**To be done**
Count how many lines of the records below contain the word "neck". Reply with the number alone.

(Excerpts from a location annotation dataset)
------------
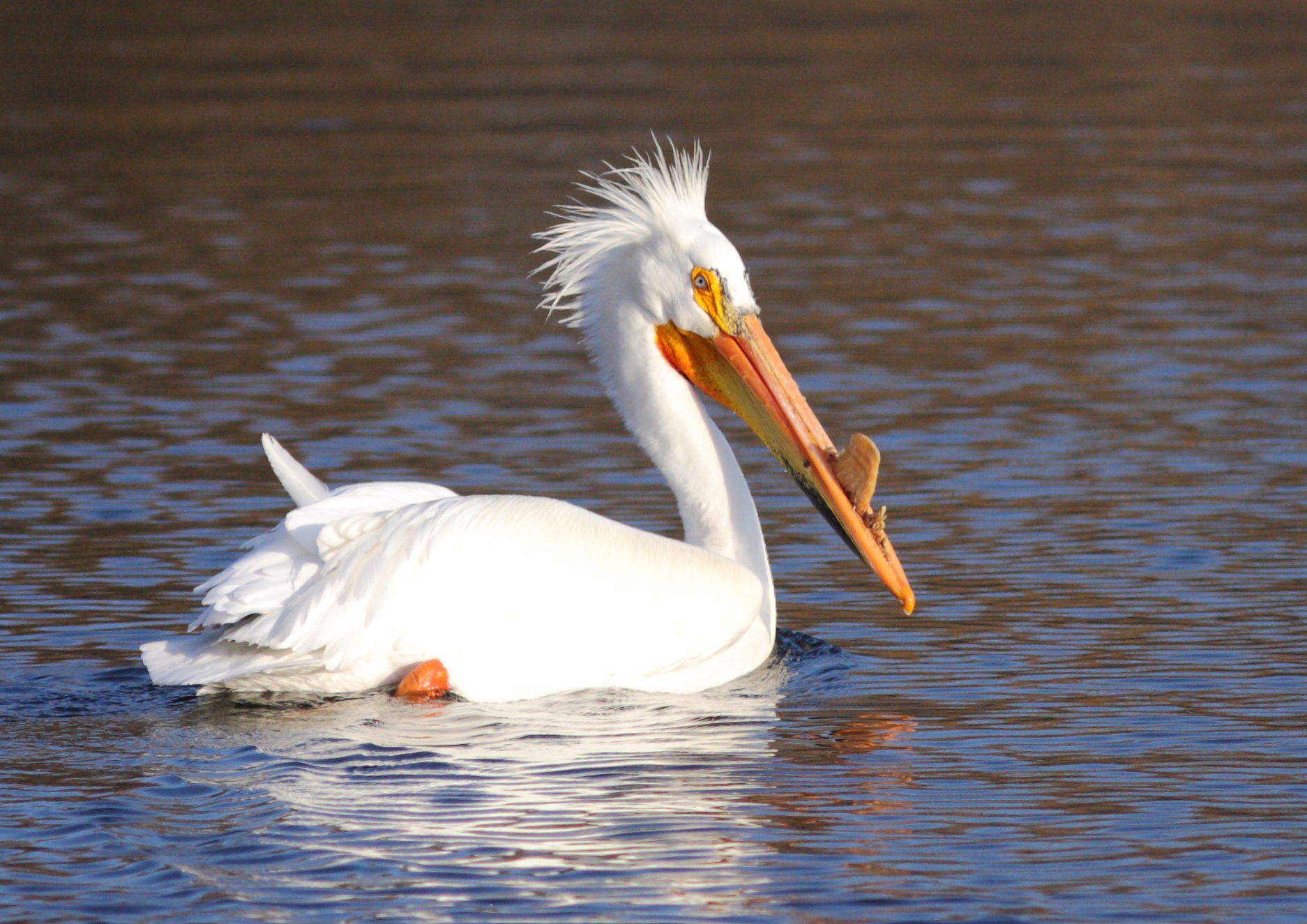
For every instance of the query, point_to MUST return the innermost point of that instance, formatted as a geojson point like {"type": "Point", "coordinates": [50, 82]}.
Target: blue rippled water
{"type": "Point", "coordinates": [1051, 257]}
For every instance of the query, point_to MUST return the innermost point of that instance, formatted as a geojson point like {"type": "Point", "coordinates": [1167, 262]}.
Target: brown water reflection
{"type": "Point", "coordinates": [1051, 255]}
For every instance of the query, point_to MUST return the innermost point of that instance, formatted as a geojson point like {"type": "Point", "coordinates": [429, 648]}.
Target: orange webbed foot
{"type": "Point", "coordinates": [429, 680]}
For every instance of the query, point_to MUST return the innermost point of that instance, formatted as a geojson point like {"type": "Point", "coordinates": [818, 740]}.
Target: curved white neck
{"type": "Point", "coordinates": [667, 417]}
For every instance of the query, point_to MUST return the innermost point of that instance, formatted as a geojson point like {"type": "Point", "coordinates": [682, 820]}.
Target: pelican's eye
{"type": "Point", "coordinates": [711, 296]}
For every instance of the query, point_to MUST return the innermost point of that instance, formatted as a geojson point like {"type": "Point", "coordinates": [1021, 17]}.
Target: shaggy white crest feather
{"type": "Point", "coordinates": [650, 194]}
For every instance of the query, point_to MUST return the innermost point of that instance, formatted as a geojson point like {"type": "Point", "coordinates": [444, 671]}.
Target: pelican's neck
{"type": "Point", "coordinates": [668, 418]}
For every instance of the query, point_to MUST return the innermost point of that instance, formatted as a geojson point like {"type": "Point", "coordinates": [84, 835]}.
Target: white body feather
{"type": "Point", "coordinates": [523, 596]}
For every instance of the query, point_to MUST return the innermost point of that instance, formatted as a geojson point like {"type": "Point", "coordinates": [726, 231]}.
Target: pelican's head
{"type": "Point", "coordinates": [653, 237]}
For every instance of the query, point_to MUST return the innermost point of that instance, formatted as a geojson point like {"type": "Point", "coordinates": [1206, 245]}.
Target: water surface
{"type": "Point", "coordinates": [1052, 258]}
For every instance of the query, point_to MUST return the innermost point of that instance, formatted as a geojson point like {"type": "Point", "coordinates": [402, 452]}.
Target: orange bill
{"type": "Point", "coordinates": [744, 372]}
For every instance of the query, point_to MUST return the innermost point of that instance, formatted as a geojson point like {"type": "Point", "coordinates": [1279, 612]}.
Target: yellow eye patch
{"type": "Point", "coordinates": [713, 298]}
------------
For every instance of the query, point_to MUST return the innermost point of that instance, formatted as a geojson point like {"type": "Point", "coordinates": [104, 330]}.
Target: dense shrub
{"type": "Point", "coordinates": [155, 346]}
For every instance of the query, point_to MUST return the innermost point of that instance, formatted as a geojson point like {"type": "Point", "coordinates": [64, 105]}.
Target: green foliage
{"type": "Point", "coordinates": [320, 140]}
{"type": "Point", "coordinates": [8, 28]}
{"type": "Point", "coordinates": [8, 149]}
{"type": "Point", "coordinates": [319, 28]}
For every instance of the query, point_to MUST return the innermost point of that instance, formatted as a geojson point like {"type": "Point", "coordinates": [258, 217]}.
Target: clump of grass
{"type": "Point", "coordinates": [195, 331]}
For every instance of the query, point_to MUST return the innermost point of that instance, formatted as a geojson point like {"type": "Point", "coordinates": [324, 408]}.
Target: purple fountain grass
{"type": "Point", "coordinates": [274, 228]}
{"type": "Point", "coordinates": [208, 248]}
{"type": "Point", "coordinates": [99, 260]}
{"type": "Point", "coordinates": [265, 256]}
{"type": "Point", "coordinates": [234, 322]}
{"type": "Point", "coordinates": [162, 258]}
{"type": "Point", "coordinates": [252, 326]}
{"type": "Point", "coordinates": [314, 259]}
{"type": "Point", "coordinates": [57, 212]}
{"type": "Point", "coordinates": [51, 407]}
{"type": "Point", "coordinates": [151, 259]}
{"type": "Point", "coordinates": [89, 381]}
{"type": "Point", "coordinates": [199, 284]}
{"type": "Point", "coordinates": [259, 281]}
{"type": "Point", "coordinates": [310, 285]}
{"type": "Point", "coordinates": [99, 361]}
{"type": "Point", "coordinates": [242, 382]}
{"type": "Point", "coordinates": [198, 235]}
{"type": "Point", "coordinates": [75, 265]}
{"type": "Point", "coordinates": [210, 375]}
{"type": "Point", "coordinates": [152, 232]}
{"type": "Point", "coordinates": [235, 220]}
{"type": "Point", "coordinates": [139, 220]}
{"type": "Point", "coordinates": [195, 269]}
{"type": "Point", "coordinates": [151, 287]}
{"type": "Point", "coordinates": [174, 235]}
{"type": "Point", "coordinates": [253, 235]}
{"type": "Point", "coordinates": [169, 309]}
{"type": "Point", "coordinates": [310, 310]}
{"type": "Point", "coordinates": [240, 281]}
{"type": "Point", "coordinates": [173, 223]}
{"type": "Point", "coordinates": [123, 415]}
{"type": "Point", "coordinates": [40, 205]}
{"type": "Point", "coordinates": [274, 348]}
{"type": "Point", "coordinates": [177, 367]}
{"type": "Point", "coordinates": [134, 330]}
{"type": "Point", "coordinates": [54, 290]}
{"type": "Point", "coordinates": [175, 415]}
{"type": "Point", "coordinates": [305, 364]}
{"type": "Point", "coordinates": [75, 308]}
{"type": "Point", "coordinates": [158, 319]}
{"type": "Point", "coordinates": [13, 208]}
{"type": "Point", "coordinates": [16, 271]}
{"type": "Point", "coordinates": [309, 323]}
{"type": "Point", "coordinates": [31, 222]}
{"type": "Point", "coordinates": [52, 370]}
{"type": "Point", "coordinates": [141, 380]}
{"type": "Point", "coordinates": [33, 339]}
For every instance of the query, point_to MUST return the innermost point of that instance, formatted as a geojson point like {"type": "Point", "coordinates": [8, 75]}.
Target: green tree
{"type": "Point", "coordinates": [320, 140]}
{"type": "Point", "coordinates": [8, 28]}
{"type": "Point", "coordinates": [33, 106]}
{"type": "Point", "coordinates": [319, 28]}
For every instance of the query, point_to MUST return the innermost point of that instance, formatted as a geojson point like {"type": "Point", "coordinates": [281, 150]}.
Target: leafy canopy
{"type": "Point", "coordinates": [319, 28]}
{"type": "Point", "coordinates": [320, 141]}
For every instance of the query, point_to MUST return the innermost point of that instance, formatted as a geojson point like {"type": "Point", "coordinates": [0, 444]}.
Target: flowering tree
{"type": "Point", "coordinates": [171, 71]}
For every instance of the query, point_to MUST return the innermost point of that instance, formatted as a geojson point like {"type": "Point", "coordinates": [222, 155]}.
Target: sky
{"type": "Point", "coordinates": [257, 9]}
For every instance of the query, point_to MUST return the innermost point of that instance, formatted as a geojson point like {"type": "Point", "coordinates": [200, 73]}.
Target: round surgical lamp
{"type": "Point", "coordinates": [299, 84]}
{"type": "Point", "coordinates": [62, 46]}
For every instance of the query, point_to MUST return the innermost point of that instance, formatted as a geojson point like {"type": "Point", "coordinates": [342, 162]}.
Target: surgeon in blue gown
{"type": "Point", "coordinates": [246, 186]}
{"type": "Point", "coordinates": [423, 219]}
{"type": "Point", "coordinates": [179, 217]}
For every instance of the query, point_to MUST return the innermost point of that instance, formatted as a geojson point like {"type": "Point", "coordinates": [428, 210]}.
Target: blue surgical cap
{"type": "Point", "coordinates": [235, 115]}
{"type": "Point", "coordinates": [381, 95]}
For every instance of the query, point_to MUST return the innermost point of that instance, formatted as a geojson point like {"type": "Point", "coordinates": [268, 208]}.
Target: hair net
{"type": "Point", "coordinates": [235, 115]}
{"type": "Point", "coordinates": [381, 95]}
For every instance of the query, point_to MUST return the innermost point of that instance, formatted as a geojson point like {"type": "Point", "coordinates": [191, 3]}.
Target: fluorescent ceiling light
------------
**Response to this exercise**
2